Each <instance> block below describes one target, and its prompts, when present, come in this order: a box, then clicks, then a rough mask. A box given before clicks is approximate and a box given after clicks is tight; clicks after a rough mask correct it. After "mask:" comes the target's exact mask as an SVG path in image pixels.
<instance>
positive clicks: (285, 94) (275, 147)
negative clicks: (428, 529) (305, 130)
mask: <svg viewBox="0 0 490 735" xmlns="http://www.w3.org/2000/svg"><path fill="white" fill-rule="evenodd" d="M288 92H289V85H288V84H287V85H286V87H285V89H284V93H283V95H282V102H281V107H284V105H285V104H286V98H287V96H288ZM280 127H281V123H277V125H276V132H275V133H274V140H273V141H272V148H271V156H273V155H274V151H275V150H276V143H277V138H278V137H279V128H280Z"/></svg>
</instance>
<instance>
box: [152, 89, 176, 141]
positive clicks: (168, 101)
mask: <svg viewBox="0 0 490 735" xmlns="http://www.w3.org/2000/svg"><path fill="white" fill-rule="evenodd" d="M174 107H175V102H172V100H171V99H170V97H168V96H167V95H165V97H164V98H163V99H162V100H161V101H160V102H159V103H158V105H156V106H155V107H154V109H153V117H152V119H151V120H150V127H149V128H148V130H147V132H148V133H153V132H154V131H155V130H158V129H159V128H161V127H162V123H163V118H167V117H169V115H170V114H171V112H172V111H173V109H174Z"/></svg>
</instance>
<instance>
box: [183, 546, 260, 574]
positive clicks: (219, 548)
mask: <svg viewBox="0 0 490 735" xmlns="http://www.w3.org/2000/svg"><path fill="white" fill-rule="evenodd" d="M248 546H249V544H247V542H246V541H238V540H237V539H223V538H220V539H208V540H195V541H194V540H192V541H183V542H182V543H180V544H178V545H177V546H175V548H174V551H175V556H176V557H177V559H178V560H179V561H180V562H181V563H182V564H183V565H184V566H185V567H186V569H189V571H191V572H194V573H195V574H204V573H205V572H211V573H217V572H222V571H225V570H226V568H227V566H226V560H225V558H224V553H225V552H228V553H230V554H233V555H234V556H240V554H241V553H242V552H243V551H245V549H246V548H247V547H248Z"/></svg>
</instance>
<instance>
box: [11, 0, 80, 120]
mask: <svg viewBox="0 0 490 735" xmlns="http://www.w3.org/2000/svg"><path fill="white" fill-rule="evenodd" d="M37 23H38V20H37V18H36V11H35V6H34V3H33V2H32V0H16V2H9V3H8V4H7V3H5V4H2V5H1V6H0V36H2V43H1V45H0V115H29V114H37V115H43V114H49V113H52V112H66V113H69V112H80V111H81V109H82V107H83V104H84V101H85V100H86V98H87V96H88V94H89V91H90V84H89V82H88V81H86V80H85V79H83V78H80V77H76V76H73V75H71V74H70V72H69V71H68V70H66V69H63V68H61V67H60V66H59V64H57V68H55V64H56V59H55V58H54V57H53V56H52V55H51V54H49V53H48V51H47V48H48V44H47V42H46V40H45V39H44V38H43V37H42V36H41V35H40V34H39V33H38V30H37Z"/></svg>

• Task
Copy out every line of the records above that contains the string "positive".

• Output of the task
positive clicks: (285, 94) (275, 147)
positive clicks: (168, 101)
positive clicks: (219, 548)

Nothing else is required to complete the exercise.